→ Document segment
= Beginning of Section =

Notice: The reproducibility variables underlying each score are classified using an automated LLM-based pipeline, validated against a manually labeled dataset. LLM-based classification introduces uncertainty and potential bias; scores should be interpreted as estimates. Full accuracy metrics and methodology are described in Coakley et alK. L. Coakley, T. Snelleman, H. Hoos, and O. E. Gundersen, "The embrace of open science: An analysis of a decade of AI research and 56 800 conference papers," Under Review, 2026..

VideoChat-R1.5: Visual Test-Time Scaling to Reinforce Multimodal Reasoning by Iterative Perception

Authors: Ziang Yan, Yinan He, Xinhao Li, Zhengrong Yue, Xiangyu Zeng, Yali Wang, Yu Qiao, Limin Wang, Yi Wang

NeurIPS 2025 | Venue PDF | LLM Run Details

Reproducibility Variable Result LLM Response
Research Type Experimental Extensive experiments validate VTTS s effectiveness and generalization across diverse tasks and benchmarks. Our newly introduced Videochat-R1.5 model has achieved remarkable improvements, with an average increase of over 5%, compared to robust baselines such as Qwen2.5VL-3B and -7B, across more than 15 benchmarks that encompass video conversation, video reasoning, and spatio-temporal perception.

= End of Section =

→ What to work on
Print the passage of the VideoChat-R1.5 reproducibility page starting with "NeurIPS 2025 |" and going on through "and spatio-temporal perception.". Rely only on the VideoChat-R1.5 reproducibility page.

→ Excerpted data
= Beginning of Section =

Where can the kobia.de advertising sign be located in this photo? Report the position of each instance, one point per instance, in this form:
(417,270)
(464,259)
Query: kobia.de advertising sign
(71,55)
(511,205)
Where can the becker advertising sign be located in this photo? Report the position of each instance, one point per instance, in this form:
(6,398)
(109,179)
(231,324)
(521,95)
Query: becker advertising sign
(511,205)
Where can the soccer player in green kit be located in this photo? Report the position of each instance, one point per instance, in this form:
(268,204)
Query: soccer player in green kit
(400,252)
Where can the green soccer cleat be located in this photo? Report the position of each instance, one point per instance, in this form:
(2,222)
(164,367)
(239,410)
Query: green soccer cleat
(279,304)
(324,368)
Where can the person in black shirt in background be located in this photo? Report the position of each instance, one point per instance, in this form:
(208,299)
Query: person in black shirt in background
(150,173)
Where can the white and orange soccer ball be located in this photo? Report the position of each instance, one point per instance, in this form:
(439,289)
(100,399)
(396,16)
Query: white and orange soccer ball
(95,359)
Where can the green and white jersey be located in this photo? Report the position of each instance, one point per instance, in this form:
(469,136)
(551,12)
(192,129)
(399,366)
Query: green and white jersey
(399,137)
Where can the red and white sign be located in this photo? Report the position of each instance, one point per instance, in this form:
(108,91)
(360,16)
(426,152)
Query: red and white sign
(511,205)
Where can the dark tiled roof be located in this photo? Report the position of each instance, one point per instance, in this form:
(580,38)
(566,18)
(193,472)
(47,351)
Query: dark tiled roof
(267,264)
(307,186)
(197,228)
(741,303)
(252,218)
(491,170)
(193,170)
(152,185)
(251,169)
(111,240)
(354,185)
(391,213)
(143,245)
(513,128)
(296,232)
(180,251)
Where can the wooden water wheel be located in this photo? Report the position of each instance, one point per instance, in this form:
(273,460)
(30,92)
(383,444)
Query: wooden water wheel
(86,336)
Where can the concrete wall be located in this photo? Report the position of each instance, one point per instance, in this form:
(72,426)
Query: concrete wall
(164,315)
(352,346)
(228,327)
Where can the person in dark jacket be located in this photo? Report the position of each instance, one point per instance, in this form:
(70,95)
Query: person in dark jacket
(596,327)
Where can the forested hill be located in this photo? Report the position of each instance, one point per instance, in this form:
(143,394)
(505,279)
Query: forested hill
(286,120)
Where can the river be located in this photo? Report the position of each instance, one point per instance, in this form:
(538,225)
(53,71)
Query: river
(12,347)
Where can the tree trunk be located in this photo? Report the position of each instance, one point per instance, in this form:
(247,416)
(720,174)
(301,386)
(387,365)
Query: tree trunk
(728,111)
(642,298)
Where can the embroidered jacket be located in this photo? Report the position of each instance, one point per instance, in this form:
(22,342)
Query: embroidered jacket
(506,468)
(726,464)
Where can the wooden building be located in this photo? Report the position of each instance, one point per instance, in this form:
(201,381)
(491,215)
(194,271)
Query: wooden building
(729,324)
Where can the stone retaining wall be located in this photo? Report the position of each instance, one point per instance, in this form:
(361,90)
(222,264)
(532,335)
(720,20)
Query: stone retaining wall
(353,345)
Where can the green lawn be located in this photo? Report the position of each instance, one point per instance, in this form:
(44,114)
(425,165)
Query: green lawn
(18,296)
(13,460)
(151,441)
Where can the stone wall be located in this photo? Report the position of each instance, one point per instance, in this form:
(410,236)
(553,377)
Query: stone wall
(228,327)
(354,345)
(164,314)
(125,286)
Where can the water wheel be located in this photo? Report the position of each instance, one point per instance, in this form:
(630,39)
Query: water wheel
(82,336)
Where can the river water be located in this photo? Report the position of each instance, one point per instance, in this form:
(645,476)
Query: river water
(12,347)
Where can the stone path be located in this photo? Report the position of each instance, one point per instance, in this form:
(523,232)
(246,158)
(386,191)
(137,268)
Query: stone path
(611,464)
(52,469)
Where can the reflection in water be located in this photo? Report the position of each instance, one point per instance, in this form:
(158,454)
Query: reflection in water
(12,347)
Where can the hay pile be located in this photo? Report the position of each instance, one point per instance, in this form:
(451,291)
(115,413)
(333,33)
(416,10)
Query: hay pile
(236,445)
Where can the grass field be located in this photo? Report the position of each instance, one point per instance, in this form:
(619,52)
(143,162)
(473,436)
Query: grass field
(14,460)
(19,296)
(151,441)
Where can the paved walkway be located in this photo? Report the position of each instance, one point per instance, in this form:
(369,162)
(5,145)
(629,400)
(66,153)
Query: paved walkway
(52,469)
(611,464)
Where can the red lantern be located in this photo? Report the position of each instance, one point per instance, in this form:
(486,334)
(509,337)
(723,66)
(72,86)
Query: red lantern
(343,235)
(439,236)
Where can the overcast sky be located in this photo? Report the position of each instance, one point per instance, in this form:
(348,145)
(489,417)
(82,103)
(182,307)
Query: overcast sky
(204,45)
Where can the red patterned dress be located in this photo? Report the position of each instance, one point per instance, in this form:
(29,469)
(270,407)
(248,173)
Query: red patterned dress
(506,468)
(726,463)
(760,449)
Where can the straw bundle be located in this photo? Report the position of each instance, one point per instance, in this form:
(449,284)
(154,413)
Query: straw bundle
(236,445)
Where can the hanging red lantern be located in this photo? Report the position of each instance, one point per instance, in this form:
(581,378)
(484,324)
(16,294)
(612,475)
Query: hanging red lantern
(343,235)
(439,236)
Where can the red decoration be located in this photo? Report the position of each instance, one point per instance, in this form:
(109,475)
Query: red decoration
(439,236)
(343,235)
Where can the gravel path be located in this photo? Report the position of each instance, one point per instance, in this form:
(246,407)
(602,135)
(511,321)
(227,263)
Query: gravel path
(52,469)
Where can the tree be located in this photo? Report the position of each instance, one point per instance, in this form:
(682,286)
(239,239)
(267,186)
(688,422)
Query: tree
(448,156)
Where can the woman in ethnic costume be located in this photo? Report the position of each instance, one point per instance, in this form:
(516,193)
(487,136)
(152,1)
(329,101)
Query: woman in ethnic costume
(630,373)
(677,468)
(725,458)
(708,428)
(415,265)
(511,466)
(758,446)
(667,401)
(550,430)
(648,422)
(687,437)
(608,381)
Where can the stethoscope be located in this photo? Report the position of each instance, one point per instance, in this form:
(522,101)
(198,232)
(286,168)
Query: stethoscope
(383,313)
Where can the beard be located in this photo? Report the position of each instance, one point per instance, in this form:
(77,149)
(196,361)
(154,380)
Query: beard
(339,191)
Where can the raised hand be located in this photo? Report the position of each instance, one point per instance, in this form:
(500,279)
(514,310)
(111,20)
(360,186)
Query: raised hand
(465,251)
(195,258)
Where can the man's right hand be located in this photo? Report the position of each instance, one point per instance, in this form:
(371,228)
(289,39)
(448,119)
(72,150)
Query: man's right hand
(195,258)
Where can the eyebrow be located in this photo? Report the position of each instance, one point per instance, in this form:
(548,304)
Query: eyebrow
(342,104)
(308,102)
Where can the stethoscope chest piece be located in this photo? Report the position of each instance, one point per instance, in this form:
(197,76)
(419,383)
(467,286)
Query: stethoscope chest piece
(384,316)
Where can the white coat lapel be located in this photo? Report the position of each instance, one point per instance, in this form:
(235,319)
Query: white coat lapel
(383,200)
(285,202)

= End of Section =

→ Task result
NeurIPS 2025 | Venue PDF | LLM Run Details

Reproducibility Variable Result LLM Response
Research Type Experimental Extensive experiments validate VTTS s effectiveness and generalization across diverse tasks and benchmarks. Our newly introduced Videochat-R1.5 model has achieved remarkable improvements, with an average increase of over 5%, compared to robust baselines such as Qwen2.5VL-3B and -7B, across more than 15 benchmarks that encompass video conversation, video reasoning, and spatio-temporal perception.